* _DOCUMENT SECTION_:

┌──

A screengrab taken on October 2, 2014 from a video released by the Nigerian Islamist extremist group Boko Haram

Lagos (AFP) – The leader of Nigeria's Boko Haram denied he had been killed or ousted as chief of the jihadist group in an audio recording released Sunday attributed to him by security experts.

In the eight-minute Hausa-language message, Abubakar Shekau rebuffed claims by Chadian leader Idriss Deby that he had been replaced and called the president a "hypocrite" and a "tyrant".

"It is indeed all over the global media of infidels that I am dead or that I am sick and incapacitated and have lost influence in the affairs of religion," he said in the recording released on social media.

"It should be understood that this is false. This is indeed a lie. If it were true, my voice wouldn't have been heard, now that I am speaking."

Deby declared on August 12 that efforts to combat neighbouring Nigeria's Boko Haram jihadists had succeeded in "decapitating" the group and would be wrapped up "by the end of the year".

Deby told reporters in the capital N'Djamena Boko Haram was no longer led by the fearsome Shekau and that his successor, whom he named as Mahamat Daoud, was open to talks.

"Gratitude be to Allah and with his help, I have not disappeared. I am still alive and I am not dead. And I will not die until my time appointed by Allah is up," Shekau said in the message.

The SITE Intelligence Group verified the authenticity of the message, and an AFP correspondent with extensive experience of reporting Boko Haram said it exactly resembled Shekau's voice in previous recordings.

Shekau's absence from Boko Haram videos in recent months has fuelled speculation that he might have been killed or wounded.

He has not spoken publicly since he pledged allegiance to the Islamic State (IS) group in an audio recording released on March 7.

└──

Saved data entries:

┌──

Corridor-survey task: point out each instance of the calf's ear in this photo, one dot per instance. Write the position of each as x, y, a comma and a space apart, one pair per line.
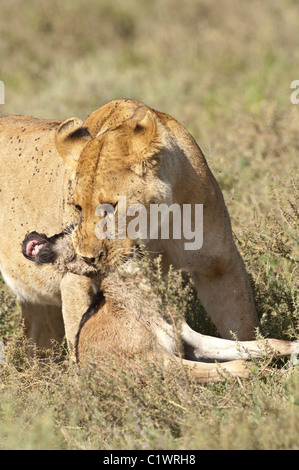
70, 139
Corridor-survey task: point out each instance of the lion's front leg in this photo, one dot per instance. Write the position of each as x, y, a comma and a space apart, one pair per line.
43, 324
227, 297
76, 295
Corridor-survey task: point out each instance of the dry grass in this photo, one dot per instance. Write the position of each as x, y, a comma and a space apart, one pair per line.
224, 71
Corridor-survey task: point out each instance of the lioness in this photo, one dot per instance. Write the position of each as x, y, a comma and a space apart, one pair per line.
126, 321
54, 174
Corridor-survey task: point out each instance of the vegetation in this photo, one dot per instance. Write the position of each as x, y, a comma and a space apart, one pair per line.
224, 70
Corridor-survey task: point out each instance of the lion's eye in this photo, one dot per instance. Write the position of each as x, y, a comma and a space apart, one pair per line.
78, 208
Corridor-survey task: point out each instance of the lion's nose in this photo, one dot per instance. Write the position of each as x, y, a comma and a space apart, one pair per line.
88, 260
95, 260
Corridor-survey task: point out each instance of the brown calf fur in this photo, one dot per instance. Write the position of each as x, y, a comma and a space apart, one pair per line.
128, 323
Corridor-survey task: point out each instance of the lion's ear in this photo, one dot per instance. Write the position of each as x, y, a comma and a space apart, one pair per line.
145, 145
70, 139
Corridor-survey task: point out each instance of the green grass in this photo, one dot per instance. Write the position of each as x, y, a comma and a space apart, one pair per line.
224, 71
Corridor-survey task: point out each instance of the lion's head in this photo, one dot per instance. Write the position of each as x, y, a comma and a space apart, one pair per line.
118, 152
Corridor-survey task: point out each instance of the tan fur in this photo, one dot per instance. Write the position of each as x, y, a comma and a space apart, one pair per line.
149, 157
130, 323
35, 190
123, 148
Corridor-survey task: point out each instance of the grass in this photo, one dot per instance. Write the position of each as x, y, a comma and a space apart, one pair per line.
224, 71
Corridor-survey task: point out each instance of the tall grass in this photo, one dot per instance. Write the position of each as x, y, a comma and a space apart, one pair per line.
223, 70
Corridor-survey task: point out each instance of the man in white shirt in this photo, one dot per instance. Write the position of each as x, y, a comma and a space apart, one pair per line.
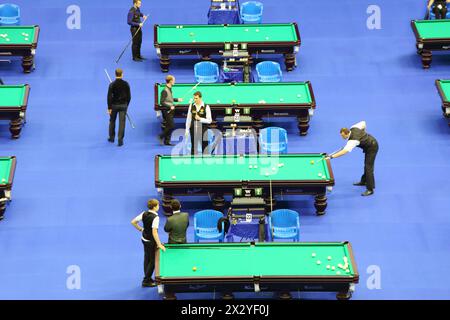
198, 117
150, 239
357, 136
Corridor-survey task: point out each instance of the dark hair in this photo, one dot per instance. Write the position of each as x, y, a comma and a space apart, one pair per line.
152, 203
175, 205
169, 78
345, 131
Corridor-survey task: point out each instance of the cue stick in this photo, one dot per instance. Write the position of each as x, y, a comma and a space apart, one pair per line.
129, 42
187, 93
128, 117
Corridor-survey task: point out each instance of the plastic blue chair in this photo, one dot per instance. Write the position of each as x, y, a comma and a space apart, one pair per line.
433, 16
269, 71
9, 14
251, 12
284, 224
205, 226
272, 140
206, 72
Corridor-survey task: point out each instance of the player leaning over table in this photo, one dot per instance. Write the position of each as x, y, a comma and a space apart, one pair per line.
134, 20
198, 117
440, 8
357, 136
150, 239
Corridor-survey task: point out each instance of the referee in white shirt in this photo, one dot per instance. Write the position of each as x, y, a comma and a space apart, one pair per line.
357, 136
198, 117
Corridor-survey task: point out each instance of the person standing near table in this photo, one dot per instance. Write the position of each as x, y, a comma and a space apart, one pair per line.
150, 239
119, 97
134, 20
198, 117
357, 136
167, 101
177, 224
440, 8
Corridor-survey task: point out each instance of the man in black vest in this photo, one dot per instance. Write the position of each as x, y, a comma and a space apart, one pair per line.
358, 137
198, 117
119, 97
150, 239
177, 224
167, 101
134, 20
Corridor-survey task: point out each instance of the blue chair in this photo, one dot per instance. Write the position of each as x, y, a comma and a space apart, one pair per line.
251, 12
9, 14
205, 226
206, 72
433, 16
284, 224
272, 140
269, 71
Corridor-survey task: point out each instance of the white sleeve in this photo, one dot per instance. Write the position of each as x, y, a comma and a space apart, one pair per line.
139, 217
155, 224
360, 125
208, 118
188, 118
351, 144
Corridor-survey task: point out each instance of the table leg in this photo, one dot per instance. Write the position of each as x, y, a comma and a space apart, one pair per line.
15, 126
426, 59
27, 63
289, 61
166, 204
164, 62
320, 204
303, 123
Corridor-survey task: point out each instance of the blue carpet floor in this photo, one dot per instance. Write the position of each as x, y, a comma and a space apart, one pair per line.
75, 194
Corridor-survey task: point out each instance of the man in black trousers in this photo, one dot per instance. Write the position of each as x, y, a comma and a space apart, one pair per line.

└──

* _TO BE DONE_:
1. Answer these questions about the Boko Haram report:
(a) How long is the Hausa-language message?
(b) Whom did Deby name as Shekau's successor?
(c) On what date was the recording with Shekau's pledge of allegiance to the Islamic State group released?
2. Carry on writing the Boko Haram report from its final sentence.

* _ANSWERS TO EACH TASK_:
1.
(a) Eight minutes.
(b) Mahamat Daoud.
(c) March 7.

2.
The jihadist commander refers to himself in the new recording for the first time as "leader of the west Africa wing" of IS and pays homage to its leader Abu Bakr al-Baghdadi, referring to him as the "Caliph of Muslims".

He taunted Nigeria's President Muhammadu Buhari, who came to power on May 29 vowing to crush Boko Haram and ordered his military chiefs last week to end the insurgency within three months.

"This ostentatious person, a liar — I mean Buhari, who raised arms to crush us in three months. You Buhari, why didn't you say in three years?" Shekau demanded.

"We will certainly fight you by the grace of Allah until we establish Allah's law everywhere on Earth."

Boko Haram has been waging a six-year uprising against the Nigerian state, which has claimed more than 15,000 lives.

The jihadists have repeatedly extended their northeastern insurgency into border areas of Cameroon, Chad and Niger.

In recent weeks suicide bombers, many of them women, have staged several attacks in Nigeria, Cameroon and Chad.

The four countries, plus Benin, have pledged troops towards a regional 8,700-strong force aimed at ending the insurgency and due to deploy within days.

– 'Global terrorist' –

Speculation about Shekau's condition — and even his true identity — has been rampant in Nigeria for years.

The wanted Islamist leader's whereabouts are unknown, but he has in the past made himself heard whenever he has been proclaimed dead.

Some experts and Nigerian security officials insist "Shekau" is a composite character, with different militant fighters stepping into the role at different times.

The original Abubakar Shekau — the son of poor farmers who became radicalised in a series of theological schools before taking over Boko Haram in 2010 — actually died months, or possibly several years ago, according to the security services.

But the United States and other experts have questioned the credibility of that claim.

"Here I am, alive. I will only die the day Allah takes my breath," the insurgent leader, who has been sanctioned by the UN Security Council and declared a "global terrorist" by the United States, said in a video released in October last year.

He issued a similarly boastful denial in 2013 after the military claimed he may have died from a gunshot wound.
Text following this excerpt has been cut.